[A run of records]
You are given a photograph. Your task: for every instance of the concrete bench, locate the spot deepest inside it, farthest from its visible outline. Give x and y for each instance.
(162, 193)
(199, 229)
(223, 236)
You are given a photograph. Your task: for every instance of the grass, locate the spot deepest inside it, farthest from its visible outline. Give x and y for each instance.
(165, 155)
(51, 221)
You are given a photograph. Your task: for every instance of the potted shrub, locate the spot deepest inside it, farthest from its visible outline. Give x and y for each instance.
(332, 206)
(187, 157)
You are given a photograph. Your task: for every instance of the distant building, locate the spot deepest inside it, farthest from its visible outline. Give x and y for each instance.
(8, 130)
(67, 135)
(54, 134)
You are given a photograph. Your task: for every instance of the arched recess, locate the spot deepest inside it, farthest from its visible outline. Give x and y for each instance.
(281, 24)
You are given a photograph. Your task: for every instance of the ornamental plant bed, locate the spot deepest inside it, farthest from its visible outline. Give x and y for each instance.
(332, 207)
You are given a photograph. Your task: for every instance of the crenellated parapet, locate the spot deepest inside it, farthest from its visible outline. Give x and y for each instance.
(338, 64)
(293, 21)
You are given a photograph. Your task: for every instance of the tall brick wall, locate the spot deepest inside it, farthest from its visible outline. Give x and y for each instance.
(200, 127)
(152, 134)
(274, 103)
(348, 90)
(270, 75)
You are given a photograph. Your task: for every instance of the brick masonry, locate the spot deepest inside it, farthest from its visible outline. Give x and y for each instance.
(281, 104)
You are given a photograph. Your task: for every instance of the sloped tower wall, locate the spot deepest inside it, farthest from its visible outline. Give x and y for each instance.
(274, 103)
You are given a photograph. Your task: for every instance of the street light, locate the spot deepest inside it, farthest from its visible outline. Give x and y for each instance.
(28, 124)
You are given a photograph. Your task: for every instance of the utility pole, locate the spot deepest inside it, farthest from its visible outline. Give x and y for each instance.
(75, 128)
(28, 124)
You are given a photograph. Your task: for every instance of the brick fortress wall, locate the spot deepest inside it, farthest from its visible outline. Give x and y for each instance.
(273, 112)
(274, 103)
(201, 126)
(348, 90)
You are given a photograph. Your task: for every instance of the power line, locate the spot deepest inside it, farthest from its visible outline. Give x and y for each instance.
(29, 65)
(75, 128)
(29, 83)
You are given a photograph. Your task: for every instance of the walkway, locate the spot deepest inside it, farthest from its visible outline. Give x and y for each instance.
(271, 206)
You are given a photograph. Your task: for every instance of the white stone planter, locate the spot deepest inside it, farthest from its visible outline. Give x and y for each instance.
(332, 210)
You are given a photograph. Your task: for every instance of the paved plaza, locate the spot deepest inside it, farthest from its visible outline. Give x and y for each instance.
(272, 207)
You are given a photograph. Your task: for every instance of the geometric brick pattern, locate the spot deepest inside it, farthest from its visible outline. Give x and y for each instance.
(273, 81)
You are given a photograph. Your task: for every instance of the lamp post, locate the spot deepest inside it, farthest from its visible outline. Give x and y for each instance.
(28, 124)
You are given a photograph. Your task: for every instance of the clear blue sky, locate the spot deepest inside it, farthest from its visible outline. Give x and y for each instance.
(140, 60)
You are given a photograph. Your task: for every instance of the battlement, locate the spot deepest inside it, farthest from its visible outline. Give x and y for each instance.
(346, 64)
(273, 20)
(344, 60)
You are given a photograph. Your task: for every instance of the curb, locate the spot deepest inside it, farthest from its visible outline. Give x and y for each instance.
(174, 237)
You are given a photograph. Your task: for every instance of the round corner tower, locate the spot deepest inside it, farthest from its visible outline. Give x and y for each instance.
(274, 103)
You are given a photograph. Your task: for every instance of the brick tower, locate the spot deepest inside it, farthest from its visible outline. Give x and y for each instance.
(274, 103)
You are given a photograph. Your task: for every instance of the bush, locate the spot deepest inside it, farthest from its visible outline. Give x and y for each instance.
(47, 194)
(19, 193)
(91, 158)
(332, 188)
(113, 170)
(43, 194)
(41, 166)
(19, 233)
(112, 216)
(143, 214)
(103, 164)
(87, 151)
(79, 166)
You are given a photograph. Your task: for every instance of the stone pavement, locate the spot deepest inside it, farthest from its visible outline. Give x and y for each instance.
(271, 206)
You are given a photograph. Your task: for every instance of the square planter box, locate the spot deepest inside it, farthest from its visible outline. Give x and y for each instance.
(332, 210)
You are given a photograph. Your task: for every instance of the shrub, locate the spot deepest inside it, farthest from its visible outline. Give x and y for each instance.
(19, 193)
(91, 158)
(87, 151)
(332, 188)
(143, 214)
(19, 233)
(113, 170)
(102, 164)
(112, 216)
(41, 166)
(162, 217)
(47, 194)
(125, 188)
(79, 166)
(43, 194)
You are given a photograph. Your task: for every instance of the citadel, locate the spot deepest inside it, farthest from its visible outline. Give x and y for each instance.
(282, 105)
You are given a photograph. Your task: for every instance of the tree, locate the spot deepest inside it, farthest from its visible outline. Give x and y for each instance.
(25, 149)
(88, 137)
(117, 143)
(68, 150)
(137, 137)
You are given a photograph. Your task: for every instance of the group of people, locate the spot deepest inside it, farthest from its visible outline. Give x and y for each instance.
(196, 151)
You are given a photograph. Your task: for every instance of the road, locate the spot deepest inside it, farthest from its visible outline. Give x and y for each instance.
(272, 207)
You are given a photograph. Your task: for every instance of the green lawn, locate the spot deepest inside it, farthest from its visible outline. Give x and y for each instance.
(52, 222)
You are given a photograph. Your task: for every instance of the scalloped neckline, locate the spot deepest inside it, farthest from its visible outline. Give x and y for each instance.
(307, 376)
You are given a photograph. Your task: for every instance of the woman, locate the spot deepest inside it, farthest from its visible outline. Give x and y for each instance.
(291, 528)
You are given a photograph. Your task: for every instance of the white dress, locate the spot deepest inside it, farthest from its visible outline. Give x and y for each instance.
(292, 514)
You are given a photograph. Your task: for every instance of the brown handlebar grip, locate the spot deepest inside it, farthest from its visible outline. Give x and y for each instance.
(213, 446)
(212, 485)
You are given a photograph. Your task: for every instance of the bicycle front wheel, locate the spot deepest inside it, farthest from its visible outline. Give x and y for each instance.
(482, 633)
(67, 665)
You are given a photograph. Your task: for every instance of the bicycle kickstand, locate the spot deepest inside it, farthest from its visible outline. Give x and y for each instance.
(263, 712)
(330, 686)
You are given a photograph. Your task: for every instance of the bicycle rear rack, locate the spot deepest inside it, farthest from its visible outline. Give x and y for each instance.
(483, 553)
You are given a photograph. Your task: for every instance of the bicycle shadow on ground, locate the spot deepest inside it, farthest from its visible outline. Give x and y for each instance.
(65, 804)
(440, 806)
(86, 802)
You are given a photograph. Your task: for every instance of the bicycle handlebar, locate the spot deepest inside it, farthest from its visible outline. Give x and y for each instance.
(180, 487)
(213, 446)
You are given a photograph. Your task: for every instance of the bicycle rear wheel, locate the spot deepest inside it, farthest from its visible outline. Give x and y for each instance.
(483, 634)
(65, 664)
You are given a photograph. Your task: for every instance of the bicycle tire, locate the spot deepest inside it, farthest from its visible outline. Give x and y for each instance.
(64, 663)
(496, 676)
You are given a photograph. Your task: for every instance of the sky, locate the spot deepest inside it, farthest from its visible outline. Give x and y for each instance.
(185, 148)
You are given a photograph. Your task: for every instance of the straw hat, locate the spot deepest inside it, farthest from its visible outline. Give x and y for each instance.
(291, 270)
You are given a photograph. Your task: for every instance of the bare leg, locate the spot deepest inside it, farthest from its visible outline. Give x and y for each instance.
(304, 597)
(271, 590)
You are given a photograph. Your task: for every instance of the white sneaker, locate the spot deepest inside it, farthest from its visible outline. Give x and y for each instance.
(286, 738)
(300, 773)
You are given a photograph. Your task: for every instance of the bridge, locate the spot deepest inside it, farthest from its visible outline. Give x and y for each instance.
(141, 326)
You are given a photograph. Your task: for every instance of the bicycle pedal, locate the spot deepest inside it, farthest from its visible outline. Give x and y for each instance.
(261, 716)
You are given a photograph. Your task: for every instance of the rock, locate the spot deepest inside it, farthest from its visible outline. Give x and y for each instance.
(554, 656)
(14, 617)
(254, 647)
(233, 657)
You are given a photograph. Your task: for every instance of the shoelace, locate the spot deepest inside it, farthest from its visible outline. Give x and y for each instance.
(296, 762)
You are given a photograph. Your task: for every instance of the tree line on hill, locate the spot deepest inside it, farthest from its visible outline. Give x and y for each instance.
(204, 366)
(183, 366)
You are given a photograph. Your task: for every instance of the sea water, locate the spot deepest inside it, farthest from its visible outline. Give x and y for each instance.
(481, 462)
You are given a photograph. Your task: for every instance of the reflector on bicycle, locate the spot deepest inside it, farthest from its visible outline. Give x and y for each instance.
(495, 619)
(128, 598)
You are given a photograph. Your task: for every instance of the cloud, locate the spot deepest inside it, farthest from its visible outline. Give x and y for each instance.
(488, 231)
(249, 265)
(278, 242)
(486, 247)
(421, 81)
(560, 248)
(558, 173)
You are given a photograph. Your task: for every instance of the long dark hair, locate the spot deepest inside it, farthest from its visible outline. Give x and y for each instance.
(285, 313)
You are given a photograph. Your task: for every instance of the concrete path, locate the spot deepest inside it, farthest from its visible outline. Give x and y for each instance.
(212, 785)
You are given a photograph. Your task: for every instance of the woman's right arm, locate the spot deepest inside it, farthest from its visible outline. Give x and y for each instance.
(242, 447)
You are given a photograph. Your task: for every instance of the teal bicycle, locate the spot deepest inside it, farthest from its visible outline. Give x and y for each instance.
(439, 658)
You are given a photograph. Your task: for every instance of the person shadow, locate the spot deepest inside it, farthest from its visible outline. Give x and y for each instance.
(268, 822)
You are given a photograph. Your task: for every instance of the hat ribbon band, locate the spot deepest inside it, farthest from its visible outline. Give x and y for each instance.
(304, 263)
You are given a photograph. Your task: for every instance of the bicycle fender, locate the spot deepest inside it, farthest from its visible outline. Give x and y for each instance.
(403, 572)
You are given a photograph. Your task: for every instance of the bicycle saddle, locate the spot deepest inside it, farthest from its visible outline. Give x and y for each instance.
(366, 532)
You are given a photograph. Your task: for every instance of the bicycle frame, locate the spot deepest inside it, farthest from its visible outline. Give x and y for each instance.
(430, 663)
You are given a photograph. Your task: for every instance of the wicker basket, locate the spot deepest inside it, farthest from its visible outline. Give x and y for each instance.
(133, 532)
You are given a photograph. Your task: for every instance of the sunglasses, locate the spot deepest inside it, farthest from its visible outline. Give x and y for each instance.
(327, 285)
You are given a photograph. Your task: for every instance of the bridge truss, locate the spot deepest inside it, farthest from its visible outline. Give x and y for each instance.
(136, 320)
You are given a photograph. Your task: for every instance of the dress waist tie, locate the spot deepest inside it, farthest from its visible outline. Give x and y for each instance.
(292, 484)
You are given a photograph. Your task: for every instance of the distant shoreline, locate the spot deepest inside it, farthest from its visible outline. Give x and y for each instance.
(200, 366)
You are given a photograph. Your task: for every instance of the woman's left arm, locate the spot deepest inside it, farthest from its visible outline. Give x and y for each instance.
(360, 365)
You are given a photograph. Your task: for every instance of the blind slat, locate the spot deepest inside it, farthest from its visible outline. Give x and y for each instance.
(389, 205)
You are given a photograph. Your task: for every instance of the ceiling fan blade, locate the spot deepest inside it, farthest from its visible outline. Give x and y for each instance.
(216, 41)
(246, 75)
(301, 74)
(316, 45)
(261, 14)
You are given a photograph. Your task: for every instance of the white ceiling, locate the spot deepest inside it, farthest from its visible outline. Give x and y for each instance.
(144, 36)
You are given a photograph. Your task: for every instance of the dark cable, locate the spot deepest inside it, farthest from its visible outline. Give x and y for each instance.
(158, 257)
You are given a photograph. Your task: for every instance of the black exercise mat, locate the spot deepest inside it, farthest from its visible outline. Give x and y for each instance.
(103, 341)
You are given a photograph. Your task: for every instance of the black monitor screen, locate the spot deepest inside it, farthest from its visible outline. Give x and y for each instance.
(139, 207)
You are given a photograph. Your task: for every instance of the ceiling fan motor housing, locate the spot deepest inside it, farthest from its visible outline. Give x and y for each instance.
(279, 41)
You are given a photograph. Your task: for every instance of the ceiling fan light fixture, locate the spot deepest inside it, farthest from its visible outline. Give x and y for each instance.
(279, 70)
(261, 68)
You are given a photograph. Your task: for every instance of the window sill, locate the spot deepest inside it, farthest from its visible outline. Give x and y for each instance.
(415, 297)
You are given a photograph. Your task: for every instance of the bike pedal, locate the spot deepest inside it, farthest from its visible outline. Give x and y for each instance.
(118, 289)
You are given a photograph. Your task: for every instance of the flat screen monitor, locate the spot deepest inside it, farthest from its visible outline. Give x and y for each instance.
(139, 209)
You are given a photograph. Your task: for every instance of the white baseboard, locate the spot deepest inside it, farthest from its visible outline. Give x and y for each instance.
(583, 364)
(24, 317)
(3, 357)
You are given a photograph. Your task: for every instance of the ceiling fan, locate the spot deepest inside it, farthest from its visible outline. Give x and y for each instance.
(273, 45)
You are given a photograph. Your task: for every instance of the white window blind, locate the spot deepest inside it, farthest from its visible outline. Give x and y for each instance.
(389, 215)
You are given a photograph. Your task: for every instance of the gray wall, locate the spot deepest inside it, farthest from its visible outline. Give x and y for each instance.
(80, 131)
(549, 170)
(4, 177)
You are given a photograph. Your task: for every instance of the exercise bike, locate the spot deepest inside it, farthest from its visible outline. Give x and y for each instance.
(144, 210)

Request:
Write the lines out verbatim, from the one with "white baseboard, locate" through the last line of the entries, and stop there.

Solution to this problem:
You are given a photograph. Your task: for every instance of the white baseboard, locate the spot deepest inside it, farthest from its visible outline. Give x and y for each instance.
(583, 364)
(24, 317)
(3, 357)
You are given a photograph. Your task: for every instance of the ceiling fan, locate the spot deepest inside it, farthest from its visible outline. Give x and y for each instance.
(273, 45)
You are given a photograph. Your task: for every instance of the white window blind, locate the spot deepest inside it, farthest from its visible outline. Give x and y for each instance.
(389, 215)
You are given a photograph. Your task: for every instance of the gray wall, locate the spot deepest inside it, farthest from its visible outline. Give x and y for each instance.
(80, 131)
(549, 170)
(4, 177)
You are given a photograph. Your task: for every instance of the exercise bike, locate the spot deepest inside it, farthest from its visible outline. Give x and y for each instance.
(144, 210)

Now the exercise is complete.